Start of Records shown

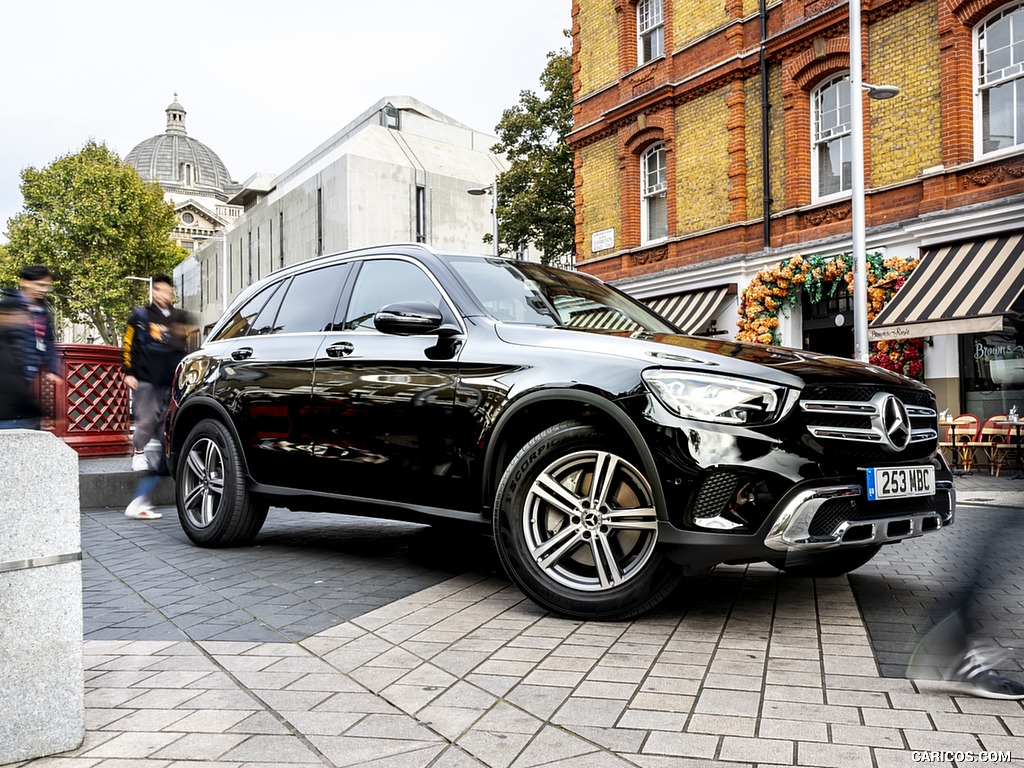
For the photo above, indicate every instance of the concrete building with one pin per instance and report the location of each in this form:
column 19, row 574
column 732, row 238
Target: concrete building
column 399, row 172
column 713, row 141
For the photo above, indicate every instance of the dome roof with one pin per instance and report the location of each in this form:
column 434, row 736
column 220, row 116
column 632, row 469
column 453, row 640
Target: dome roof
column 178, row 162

End of Records shown

What the task requires
Write out every one of the lines above word for word, leaving out the pictures.

Complete output
For the photo above, indicate every instance of the concrete building with one pin per instance and report the location of each in this form:
column 19, row 574
column 732, row 238
Target: concrete building
column 399, row 172
column 713, row 141
For the photo above, indicate every instance of the dome roof with one pin per instance and report the location of each in this form:
column 434, row 736
column 220, row 116
column 632, row 469
column 453, row 640
Target: dome roof
column 178, row 162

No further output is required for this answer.